### GOAL OF THE EXERCISE
Pull out every line in the records below that contains the word "cloud", copying each line in full.

-- DATA SHOWN start --

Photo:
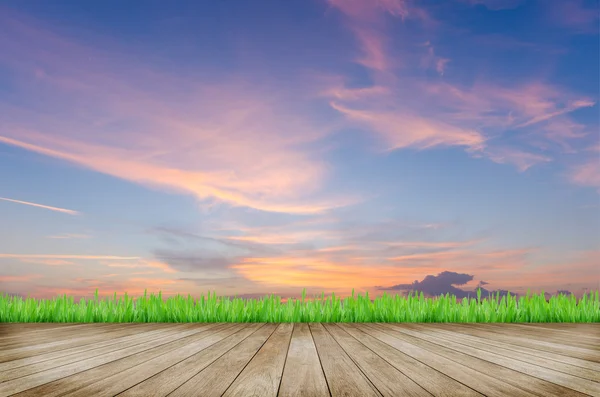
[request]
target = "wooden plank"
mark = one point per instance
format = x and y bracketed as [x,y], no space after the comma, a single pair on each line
[117,383]
[103,334]
[590,330]
[9,330]
[262,375]
[29,350]
[385,377]
[436,383]
[480,337]
[535,378]
[302,374]
[7,365]
[54,335]
[542,359]
[59,380]
[584,354]
[217,376]
[89,351]
[164,382]
[474,379]
[545,335]
[343,376]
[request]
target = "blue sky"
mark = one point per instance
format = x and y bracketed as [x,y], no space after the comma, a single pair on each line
[266,147]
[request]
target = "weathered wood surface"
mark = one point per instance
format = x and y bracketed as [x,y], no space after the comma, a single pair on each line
[306,360]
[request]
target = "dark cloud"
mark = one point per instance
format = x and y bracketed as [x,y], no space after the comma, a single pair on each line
[444,283]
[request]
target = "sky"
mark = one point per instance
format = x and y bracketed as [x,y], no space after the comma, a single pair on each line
[266,147]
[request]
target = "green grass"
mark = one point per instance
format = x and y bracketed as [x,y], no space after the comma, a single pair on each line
[386,308]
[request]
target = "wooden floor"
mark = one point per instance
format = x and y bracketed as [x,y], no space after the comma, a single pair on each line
[300,360]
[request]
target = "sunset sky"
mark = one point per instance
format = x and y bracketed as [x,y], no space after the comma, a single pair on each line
[254,147]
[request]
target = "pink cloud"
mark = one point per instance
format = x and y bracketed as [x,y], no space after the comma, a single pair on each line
[496,5]
[587,173]
[221,142]
[20,279]
[522,160]
[47,262]
[401,130]
[47,207]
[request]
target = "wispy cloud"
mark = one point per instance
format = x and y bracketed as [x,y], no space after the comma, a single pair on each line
[47,207]
[219,142]
[68,236]
[83,257]
[577,15]
[47,262]
[20,279]
[496,5]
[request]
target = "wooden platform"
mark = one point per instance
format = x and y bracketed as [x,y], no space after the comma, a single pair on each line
[300,360]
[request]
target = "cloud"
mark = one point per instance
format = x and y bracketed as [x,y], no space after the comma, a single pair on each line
[68,236]
[580,16]
[366,19]
[522,160]
[306,271]
[497,5]
[194,262]
[20,279]
[587,173]
[82,257]
[405,130]
[70,212]
[235,142]
[48,262]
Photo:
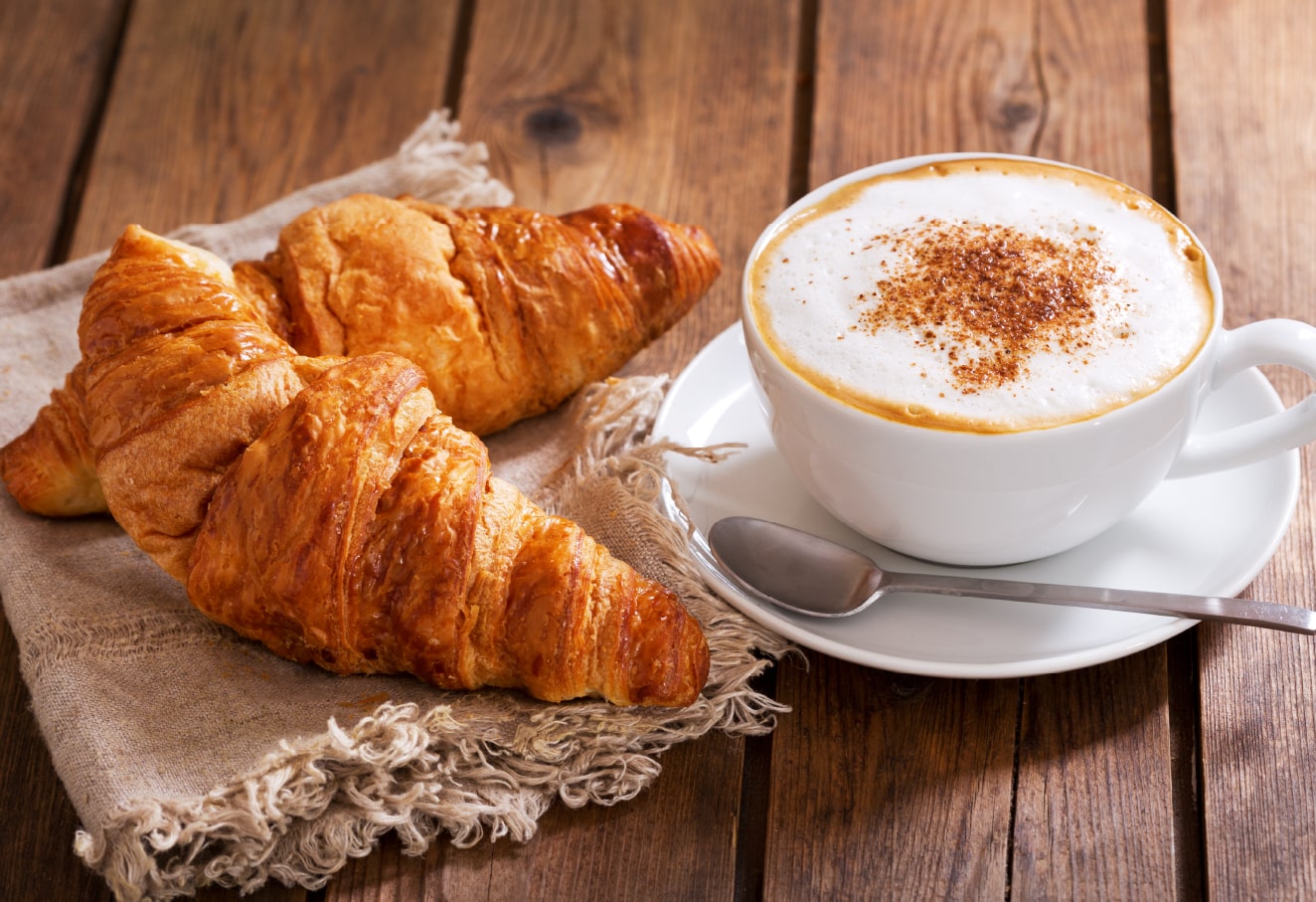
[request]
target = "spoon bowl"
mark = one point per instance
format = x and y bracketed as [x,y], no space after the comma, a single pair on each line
[809,574]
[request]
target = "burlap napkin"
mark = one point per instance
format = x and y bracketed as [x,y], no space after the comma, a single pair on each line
[196,758]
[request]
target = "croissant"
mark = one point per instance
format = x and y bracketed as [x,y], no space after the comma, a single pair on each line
[325,507]
[508,311]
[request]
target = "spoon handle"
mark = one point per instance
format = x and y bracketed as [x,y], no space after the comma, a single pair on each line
[1230,610]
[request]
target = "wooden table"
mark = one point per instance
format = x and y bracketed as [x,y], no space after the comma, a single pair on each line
[1183,771]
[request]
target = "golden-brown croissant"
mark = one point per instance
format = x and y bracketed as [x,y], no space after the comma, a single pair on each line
[506,309]
[325,507]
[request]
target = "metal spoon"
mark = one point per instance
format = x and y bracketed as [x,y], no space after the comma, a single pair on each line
[811,574]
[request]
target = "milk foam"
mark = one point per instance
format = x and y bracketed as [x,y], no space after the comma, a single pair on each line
[990,295]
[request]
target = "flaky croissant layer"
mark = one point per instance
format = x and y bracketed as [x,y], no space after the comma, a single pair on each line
[508,312]
[323,504]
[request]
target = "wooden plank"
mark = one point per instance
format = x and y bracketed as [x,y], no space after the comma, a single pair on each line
[683,108]
[1063,81]
[52,61]
[219,108]
[1243,130]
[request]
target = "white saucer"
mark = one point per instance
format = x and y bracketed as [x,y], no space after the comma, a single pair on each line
[1209,535]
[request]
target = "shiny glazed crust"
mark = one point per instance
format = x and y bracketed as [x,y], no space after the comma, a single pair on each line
[324,504]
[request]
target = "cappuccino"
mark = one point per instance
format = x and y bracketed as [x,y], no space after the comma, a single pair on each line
[985,295]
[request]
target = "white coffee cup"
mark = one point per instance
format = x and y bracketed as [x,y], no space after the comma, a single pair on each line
[988,498]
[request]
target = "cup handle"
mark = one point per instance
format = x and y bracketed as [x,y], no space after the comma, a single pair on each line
[1287,342]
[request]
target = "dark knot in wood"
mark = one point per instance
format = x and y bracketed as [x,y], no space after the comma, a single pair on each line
[553,125]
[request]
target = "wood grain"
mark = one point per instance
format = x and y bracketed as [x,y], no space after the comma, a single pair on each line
[54,58]
[219,108]
[683,108]
[577,104]
[1245,157]
[869,764]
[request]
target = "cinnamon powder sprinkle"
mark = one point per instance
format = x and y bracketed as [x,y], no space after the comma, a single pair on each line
[988,296]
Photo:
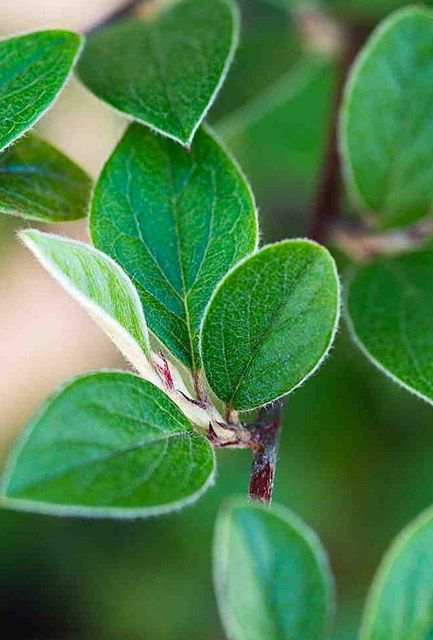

-- DATA SHOWN end --

### CORRECT OUTPUT
target = "dark cloud"
target = "pink cloud"
target = "wispy cloud"
target = "cloud"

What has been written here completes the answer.